» **Exercise details**: Revise the material starting at its beginning and ending at the line containing "positive clicks: (407, 264)", replacing "target" with "object" and leaving everything else unchanged. Omit the pictures from your answer.

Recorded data
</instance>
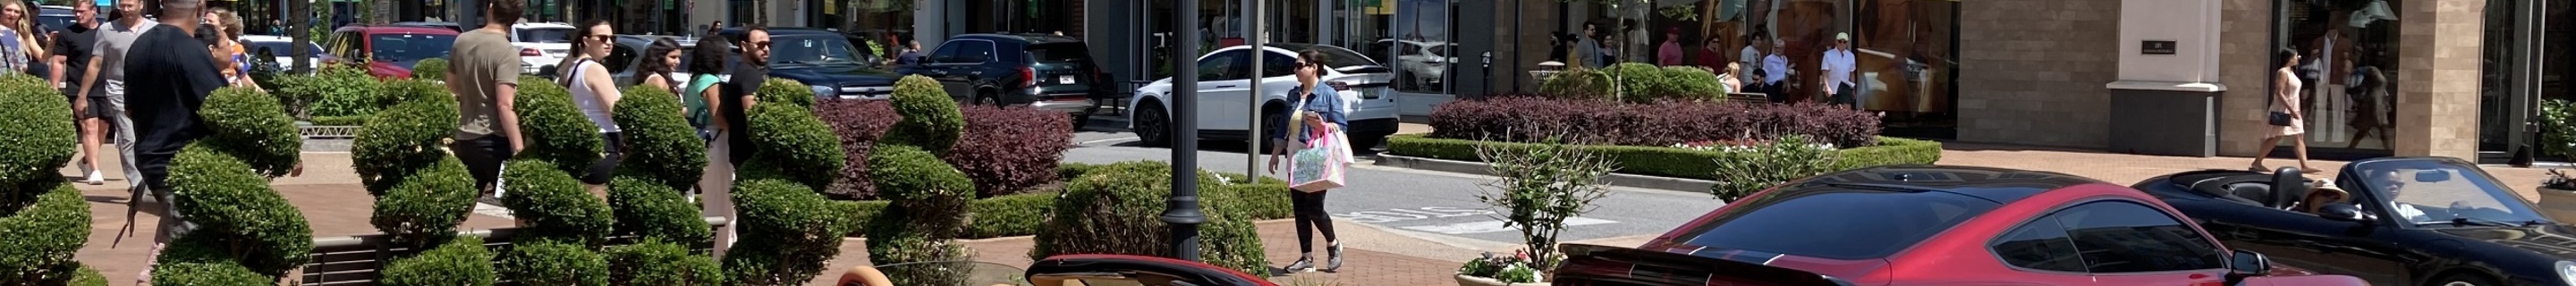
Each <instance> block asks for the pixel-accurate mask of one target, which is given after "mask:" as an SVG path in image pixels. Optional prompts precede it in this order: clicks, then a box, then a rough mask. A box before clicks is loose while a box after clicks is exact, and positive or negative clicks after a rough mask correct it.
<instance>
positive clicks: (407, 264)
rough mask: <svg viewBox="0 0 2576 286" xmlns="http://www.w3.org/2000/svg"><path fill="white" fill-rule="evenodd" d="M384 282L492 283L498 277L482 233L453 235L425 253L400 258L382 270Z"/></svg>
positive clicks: (491, 256) (423, 282)
mask: <svg viewBox="0 0 2576 286" xmlns="http://www.w3.org/2000/svg"><path fill="white" fill-rule="evenodd" d="M381 276H384V278H376V283H384V286H492V283H495V281H500V276H497V271H495V268H492V250H484V242H482V237H453V240H448V242H446V245H438V247H433V250H428V253H420V255H412V258H399V260H394V263H389V265H384V271H381Z"/></svg>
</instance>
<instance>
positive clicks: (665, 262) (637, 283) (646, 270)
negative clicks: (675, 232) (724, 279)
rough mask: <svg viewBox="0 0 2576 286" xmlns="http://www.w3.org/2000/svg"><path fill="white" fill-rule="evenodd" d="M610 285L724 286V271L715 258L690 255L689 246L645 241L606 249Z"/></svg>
mask: <svg viewBox="0 0 2576 286" xmlns="http://www.w3.org/2000/svg"><path fill="white" fill-rule="evenodd" d="M605 255H608V278H611V281H608V283H611V286H724V271H721V268H716V260H714V258H706V255H690V253H688V247H680V245H672V242H662V240H649V237H647V240H644V242H636V245H618V247H608V253H605Z"/></svg>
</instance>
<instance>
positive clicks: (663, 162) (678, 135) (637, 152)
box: [611, 88, 706, 188]
mask: <svg viewBox="0 0 2576 286" xmlns="http://www.w3.org/2000/svg"><path fill="white" fill-rule="evenodd" d="M611 119H616V121H618V129H621V131H623V134H626V157H623V160H621V162H618V173H621V175H639V178H647V180H649V183H662V186H667V188H688V186H696V183H698V175H703V173H706V139H698V129H696V126H688V119H680V98H675V95H672V93H667V90H659V88H626V98H621V100H618V106H616V108H611Z"/></svg>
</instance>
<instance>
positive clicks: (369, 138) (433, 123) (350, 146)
mask: <svg viewBox="0 0 2576 286" xmlns="http://www.w3.org/2000/svg"><path fill="white" fill-rule="evenodd" d="M453 134H456V98H422V100H412V103H402V106H394V108H386V111H381V113H376V119H374V121H368V124H366V126H358V139H355V142H353V144H350V162H355V165H353V167H355V170H358V183H366V191H368V193H371V196H384V191H392V188H394V186H399V183H402V180H404V175H410V173H415V170H420V167H430V165H433V162H438V160H446V157H448V152H446V139H448V137H453Z"/></svg>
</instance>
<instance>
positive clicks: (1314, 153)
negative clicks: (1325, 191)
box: [1288, 131, 1350, 191]
mask: <svg viewBox="0 0 2576 286" xmlns="http://www.w3.org/2000/svg"><path fill="white" fill-rule="evenodd" d="M1316 134H1319V137H1314V139H1309V142H1306V147H1301V149H1296V155H1291V157H1288V160H1291V162H1293V165H1291V167H1288V188H1296V191H1332V188H1342V183H1345V180H1342V178H1345V173H1347V170H1350V144H1347V142H1345V139H1342V131H1316Z"/></svg>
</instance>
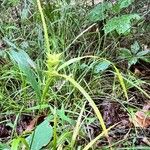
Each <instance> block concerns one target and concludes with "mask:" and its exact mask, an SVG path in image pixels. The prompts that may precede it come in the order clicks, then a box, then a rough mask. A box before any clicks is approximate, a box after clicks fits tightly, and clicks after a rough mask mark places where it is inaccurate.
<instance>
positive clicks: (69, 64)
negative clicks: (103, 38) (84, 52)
mask: <svg viewBox="0 0 150 150" xmlns="http://www.w3.org/2000/svg"><path fill="white" fill-rule="evenodd" d="M84 58H98V57H97V56H83V57H77V58H72V59H70V60H68V61H67V62H65V63H63V64H62V65H61V66H59V67H58V69H57V71H59V70H61V69H63V68H65V67H67V66H69V65H70V64H73V63H75V62H77V61H80V60H81V59H84Z"/></svg>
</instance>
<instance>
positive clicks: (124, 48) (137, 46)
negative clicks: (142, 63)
mask: <svg viewBox="0 0 150 150" xmlns="http://www.w3.org/2000/svg"><path fill="white" fill-rule="evenodd" d="M149 54H150V50H142V49H141V47H140V45H139V44H138V42H137V41H135V42H134V44H132V45H131V48H130V50H129V49H126V48H121V49H120V50H119V56H120V58H121V59H123V60H127V61H128V68H130V67H131V66H132V65H135V64H136V63H137V62H138V61H139V60H140V59H141V60H143V61H146V62H150V56H149Z"/></svg>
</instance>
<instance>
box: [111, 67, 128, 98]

» **Output of the task**:
</instance>
Each <instance> block asks for the pixel-accurate mask of one object, which is given after "mask:" as an SVG path in image pixels. Optional prompts precede it in this order: clicks, then a box, then a rough mask. A box before clicks is loose while a box after clicks is exact, and positive or negative clicks after a rough mask correct it.
<instance>
positive clicks: (407, 264)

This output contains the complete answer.